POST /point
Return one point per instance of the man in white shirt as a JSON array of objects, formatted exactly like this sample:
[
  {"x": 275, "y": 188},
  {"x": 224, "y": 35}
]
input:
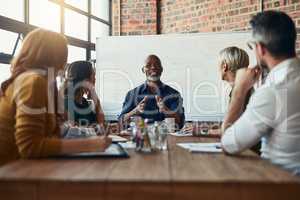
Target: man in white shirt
[{"x": 273, "y": 113}]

════════

> Requirement
Within the records above, how many lines include the word "point"? Only the number is wanted.

> Answer space
2